§ **DIRECTION**:
Render every item below as a two-column CSV with the header row instruction,output. Give one row per item, with the item's text in one double-quoted field and its answer in another, and replace each line break with a space.

§ **GIVEN INFORMATION**:
* start *

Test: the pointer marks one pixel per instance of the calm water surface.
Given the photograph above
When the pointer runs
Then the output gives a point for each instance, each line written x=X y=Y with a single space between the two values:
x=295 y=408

* end *

§ **OUTPUT FOR THIS EXERCISE**:
instruction,output
"Test: the pointer marks one pixel per instance of the calm water surface. Given the photograph above When the pointer runs Then the output gives a point for each instance, each line written x=X y=Y with a single space between the two values:","x=295 y=408"